Aim:
Which lines in the material below contain the word "white"? Copy each of them in full.

Extracted material:
* * * *
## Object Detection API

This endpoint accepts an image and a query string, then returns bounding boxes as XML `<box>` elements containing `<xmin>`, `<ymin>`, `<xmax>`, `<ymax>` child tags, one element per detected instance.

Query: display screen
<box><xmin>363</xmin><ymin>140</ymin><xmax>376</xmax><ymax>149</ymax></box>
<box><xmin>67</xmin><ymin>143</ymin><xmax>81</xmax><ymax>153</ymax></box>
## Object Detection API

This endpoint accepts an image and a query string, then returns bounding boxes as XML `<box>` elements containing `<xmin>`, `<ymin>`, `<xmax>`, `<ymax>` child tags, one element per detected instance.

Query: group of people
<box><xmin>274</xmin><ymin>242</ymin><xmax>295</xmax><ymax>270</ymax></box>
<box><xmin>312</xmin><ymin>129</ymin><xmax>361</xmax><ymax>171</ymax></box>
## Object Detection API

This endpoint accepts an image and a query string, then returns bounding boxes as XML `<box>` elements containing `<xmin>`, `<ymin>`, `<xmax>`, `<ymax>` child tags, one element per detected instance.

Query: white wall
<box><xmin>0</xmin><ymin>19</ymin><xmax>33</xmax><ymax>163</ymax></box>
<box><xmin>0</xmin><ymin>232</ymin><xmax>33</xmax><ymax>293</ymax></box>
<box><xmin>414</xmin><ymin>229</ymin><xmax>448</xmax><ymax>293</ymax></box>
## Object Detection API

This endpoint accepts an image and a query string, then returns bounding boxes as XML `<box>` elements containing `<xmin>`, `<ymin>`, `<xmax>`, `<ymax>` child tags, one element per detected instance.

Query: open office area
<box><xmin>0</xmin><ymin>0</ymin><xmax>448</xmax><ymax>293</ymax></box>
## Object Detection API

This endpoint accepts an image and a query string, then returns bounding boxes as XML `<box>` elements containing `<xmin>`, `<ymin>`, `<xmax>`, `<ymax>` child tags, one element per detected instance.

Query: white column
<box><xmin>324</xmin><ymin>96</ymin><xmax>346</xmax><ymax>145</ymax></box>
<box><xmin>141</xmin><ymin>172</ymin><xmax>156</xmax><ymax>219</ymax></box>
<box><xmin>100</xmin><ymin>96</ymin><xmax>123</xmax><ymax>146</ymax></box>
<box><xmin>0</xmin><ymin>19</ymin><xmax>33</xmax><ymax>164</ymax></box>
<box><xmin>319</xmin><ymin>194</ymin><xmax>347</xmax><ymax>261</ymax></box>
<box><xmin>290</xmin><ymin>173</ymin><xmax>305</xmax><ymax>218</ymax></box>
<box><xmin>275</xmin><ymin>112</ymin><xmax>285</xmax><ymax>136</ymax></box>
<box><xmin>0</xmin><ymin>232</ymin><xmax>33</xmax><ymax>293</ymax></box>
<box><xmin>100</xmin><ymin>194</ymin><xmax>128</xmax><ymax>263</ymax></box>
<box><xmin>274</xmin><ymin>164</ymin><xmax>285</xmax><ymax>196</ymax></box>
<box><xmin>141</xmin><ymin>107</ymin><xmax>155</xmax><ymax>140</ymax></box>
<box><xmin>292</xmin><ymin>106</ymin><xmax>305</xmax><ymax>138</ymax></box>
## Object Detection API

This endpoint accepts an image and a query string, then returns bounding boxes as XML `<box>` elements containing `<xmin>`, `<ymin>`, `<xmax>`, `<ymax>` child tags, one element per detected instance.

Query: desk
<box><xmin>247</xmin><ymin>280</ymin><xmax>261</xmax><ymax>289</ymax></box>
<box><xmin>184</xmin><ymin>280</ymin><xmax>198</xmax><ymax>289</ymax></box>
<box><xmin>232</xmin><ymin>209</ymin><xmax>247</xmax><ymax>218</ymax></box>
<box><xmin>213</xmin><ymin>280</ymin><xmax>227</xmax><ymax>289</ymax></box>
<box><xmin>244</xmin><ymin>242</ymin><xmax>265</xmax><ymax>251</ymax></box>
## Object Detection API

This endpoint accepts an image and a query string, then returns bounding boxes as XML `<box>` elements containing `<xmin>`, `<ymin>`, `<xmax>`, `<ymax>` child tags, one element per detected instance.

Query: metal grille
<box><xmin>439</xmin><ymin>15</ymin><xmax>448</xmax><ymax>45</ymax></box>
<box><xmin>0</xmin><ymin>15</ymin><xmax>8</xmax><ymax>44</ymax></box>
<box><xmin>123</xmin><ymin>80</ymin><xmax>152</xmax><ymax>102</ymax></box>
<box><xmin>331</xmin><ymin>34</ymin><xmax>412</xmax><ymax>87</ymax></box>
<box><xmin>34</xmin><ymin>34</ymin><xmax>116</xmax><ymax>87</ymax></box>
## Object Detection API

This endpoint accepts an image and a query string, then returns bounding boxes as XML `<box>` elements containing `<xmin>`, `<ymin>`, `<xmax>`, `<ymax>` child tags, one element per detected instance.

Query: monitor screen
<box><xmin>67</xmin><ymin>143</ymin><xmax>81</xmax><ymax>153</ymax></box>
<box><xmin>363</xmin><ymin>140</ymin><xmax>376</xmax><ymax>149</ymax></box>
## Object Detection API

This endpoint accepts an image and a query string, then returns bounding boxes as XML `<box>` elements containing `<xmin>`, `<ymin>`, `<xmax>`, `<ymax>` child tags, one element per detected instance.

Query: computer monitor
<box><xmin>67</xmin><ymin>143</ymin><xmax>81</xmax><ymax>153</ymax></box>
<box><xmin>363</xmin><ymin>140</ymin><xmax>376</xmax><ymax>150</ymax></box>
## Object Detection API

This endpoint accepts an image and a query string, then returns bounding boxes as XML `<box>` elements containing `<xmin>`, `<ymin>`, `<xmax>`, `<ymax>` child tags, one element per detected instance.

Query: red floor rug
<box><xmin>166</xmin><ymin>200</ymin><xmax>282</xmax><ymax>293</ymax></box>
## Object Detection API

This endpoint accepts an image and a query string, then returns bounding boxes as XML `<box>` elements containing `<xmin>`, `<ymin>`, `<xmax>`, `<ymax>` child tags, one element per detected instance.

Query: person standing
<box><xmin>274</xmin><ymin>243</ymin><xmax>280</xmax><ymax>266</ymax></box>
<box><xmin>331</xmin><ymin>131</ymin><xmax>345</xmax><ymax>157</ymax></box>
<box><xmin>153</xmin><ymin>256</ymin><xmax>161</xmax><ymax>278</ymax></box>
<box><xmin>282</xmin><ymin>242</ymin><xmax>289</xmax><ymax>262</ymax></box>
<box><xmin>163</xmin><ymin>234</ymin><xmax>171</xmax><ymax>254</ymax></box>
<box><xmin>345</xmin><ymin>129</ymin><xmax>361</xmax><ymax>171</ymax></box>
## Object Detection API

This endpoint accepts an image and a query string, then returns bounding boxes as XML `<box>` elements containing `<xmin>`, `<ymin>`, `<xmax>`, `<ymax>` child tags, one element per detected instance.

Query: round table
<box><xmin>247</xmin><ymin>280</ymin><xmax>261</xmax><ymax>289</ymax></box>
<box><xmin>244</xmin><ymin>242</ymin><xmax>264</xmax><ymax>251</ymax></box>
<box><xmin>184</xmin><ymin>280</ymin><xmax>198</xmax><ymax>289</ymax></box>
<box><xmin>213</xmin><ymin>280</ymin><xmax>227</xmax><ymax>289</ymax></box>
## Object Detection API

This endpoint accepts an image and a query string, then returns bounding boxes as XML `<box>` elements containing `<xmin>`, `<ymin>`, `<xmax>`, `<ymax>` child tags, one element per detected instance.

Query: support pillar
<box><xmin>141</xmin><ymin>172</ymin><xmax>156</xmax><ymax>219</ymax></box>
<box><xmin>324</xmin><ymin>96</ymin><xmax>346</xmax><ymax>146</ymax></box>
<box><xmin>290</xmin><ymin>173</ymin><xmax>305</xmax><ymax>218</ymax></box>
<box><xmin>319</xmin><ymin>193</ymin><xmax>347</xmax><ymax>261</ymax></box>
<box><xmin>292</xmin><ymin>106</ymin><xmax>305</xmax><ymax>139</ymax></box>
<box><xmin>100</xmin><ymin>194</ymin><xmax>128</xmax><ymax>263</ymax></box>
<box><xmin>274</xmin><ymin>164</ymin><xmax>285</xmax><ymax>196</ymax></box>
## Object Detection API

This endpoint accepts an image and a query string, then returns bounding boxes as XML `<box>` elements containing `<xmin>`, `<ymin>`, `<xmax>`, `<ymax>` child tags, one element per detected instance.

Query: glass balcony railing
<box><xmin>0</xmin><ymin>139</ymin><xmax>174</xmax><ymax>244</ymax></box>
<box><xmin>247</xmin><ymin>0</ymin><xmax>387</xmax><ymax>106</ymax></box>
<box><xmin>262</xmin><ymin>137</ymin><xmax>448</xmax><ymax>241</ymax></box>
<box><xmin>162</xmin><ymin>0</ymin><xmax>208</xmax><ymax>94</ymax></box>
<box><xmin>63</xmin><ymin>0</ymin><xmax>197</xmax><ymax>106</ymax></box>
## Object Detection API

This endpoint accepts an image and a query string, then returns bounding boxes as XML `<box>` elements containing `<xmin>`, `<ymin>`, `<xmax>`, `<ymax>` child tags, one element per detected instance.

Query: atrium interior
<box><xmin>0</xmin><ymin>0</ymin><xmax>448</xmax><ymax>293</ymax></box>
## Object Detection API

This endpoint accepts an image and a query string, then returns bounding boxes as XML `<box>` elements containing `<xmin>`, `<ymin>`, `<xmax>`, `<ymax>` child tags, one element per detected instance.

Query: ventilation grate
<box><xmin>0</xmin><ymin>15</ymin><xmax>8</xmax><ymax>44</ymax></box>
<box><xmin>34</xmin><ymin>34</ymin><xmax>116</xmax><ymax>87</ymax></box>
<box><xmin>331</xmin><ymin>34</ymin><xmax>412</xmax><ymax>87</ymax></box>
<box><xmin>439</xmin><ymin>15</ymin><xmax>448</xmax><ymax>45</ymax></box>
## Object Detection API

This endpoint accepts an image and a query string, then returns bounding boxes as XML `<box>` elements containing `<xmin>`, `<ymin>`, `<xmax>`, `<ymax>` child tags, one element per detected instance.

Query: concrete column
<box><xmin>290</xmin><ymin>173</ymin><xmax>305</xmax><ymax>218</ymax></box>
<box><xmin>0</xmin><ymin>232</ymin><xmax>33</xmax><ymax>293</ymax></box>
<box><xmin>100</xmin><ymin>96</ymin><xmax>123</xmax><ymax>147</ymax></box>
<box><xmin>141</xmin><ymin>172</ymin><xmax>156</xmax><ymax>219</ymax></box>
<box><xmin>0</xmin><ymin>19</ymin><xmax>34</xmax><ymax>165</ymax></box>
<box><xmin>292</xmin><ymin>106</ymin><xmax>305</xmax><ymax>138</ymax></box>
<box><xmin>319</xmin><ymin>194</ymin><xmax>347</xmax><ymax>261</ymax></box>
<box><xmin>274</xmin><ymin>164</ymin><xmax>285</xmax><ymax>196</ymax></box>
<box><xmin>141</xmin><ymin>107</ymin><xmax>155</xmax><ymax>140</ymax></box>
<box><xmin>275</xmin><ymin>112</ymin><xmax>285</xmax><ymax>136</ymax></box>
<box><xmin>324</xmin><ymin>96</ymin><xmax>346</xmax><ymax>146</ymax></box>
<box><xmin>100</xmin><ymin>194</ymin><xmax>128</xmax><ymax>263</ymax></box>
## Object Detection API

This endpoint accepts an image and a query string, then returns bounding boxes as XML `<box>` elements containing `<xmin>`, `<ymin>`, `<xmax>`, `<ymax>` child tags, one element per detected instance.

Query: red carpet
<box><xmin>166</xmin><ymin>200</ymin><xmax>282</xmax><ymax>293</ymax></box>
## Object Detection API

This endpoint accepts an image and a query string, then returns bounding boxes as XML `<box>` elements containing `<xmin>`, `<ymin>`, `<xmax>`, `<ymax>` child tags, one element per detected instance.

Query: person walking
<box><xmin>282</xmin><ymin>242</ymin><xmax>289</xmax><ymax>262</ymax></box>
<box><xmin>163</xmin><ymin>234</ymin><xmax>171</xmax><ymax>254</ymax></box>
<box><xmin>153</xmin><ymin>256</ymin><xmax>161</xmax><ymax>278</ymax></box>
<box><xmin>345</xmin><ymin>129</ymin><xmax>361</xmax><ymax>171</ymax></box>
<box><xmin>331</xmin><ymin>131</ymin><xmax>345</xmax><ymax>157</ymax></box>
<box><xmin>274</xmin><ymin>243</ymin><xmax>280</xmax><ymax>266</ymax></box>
* * * *
Reply to the task:
Query: white wall
Query: white column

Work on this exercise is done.